▶ Document passage:
· · ·

Sex is not simply a physical act. The one-flesh relationship that God intended involves a spiritual, emotional, mental, and physical oneness. That’s why sexual tension in a marriage is much more that what is going on under the covers.

Here are ten sex issues in a marriage.

 

  1. Criticism: Sexual attraction and enjoyment is diminished when he/she  is regularly torn down by words.

 

  1. Anxiety: When sex is viewed as simply a physical act, fear of performance and acceptance is high.

 

  1. Guilt: Guilt may come from the view of sex in one’s background. If sex was always spoken of in a negative way at home and/or church that will have an impact. Also, sex may be a reminded of past sexual experiences.

 

  1. Resentment: This arises when one or both partners feel used.

 

  1. Communication: When communication about sexual expectations, needs, and fears are not discussed sooner or later problems will arise.

 

  1. Predictable Mechanical Sex: A lack of sensitivity or a too much predictability strips away romance.

 

  1. Lack of Sensuality: Husbands, if you show physical affection to your wife only as a lead-up to intercourse…there are going to be some problems.

 

  1. Lack or Loss of Trust: Mutual trust is one of the essentials of intimacy. Partners are reluctant to be vulnerable and giving to a person they can’t trust.

· · ·

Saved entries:
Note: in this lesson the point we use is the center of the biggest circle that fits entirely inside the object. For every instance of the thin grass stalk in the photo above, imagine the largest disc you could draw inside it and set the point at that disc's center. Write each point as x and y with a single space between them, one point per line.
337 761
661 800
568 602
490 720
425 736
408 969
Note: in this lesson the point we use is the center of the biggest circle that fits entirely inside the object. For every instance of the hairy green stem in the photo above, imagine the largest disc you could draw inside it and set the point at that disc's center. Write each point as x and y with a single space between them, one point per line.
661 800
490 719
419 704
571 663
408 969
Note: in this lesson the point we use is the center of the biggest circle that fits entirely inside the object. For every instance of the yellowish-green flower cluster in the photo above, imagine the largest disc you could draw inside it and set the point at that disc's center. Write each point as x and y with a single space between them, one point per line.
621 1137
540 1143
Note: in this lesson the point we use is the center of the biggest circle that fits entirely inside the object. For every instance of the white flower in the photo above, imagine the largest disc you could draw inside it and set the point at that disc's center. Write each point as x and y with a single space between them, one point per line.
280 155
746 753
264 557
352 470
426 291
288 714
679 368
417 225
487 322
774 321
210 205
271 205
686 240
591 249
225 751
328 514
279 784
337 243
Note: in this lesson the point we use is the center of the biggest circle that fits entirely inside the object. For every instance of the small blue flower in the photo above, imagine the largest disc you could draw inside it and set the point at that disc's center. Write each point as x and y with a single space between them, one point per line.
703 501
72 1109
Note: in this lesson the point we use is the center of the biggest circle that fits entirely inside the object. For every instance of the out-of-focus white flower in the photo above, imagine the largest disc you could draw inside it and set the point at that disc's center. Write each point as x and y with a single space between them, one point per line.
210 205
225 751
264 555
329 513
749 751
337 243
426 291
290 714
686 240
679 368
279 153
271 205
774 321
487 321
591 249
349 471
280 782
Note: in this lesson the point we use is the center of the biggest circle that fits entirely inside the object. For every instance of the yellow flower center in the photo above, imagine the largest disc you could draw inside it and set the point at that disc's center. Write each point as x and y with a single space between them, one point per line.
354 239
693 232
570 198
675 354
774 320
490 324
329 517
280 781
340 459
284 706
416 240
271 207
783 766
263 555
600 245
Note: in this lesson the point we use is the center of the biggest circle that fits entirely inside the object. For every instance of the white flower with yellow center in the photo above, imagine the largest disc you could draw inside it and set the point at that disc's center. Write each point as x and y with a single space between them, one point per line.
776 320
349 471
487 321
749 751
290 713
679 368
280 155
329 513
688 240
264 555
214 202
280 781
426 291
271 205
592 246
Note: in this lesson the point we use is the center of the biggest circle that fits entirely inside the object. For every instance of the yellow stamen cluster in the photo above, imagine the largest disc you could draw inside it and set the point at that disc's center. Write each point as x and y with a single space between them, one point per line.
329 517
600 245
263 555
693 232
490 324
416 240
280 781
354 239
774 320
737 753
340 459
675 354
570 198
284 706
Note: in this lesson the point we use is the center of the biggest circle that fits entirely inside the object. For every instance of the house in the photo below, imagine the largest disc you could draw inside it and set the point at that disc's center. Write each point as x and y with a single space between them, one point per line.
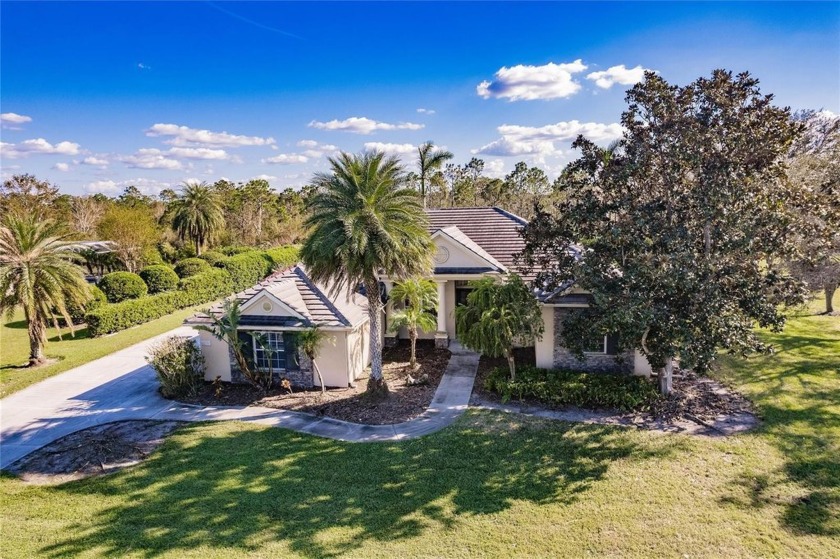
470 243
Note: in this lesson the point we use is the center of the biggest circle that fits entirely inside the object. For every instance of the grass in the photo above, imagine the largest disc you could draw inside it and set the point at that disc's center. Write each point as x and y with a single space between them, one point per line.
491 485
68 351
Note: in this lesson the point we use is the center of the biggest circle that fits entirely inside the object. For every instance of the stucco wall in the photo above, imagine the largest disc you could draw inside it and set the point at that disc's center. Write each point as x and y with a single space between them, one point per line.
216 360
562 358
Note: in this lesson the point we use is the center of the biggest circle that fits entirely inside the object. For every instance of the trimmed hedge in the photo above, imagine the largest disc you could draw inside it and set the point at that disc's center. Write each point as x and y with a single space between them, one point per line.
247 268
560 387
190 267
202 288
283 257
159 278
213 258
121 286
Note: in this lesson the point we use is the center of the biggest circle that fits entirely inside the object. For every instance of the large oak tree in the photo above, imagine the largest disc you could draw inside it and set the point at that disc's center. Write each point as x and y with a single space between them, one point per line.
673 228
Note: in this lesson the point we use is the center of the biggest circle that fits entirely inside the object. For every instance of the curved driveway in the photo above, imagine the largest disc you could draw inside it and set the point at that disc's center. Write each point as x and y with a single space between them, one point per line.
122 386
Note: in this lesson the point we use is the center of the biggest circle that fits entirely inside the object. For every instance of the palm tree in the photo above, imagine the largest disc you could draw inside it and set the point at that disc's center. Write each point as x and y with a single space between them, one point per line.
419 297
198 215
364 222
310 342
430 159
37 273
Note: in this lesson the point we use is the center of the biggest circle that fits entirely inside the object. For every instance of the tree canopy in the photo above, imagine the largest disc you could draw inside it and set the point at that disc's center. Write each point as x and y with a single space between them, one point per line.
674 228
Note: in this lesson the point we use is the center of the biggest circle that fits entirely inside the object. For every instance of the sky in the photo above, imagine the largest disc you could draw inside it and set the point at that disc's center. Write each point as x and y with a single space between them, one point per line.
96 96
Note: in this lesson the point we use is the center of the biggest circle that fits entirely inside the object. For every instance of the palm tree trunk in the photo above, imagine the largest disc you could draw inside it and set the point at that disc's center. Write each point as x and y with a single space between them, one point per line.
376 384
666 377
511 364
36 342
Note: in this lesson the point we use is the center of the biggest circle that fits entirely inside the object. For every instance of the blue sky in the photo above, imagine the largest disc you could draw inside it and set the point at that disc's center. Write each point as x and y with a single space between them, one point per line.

· · ·

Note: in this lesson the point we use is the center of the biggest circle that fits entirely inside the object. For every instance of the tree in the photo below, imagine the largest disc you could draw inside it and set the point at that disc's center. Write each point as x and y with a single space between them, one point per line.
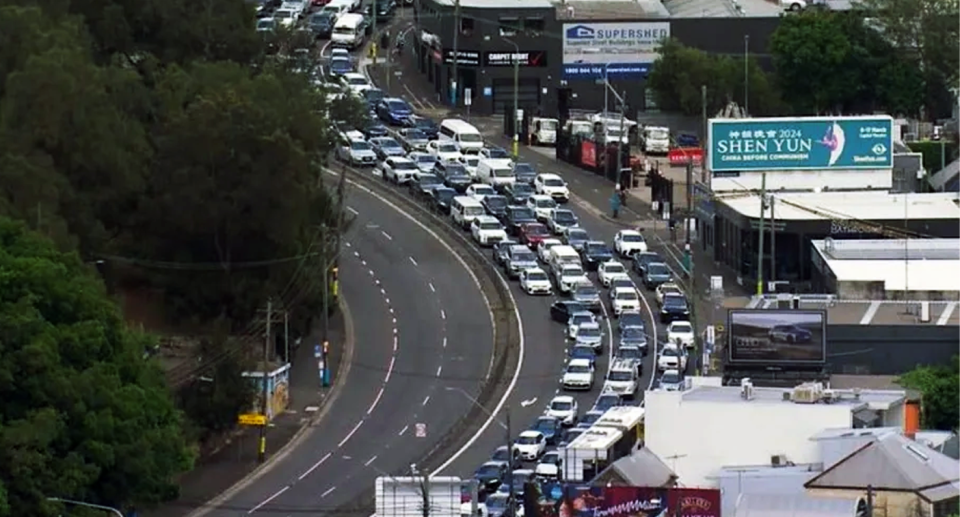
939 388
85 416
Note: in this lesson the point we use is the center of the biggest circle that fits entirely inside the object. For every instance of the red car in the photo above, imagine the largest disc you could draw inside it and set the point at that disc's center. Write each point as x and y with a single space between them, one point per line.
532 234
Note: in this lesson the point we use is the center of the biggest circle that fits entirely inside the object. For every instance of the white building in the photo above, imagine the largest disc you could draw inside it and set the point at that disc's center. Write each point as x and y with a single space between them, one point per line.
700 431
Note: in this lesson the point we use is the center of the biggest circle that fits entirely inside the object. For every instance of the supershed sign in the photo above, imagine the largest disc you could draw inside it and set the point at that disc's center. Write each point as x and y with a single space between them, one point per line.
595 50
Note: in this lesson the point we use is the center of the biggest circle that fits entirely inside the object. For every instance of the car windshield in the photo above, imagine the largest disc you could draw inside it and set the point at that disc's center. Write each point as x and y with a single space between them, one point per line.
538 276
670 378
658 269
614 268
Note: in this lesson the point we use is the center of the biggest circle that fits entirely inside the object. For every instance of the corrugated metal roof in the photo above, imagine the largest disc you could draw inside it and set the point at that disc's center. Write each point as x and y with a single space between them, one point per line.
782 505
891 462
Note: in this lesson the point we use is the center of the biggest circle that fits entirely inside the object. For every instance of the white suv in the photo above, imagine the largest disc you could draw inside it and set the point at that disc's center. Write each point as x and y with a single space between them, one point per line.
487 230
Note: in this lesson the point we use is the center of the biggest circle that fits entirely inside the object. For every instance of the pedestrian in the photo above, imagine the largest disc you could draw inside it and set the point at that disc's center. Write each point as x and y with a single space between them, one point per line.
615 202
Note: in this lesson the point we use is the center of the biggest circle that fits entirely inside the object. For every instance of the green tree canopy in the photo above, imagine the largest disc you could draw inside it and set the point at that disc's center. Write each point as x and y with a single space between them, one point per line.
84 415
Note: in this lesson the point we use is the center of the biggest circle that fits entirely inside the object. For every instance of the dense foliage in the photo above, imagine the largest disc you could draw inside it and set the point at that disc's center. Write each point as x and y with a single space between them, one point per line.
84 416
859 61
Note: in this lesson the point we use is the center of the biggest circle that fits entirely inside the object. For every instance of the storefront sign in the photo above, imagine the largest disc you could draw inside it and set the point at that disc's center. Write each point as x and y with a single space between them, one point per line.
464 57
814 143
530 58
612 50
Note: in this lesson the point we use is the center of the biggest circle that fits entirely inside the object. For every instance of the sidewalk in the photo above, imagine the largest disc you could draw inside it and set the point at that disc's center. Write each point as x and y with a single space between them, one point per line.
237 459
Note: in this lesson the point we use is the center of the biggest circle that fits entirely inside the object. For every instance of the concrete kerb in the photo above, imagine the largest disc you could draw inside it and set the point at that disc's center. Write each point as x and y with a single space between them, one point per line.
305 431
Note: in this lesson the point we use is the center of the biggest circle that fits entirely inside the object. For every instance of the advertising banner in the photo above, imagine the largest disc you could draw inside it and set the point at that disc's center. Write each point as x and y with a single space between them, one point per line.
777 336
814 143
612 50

· · ·

▶ Tasks to carry out:
1/ Copy the passage on sex issues in marriage word for word, starting at "Sex is not simply" and ending at "acceptance is high.".
2/ Condense the paragraph of the passage on sex issues in marriage that begins "Lack or Loss of Trust" into one shorter sentence that keeps its main facts.
The entries are separate material, apart from the passage on sex issues in marriage.

▶ Answers by task:
1/
Sex is not simply a physical act. The one-flesh relationship that God intended involves a spiritual, emotional, mental, and physical oneness. That’s why sexual tension in a marriage is much more that what is going on under the covers.

Here are ten sex issues in a marriage.

 

  1. Criticism: Sexual attraction and enjoyment is diminished when he/she  is regularly torn down by words.

 

  1. Anxiety: When sex is viewed as simply a physical act, fear of performance and acceptance is high.

2/ Lack or Loss of Trust: Intimacy requires mutual trust, because partners hold back from being vulnerable and giving with someone they can't trust.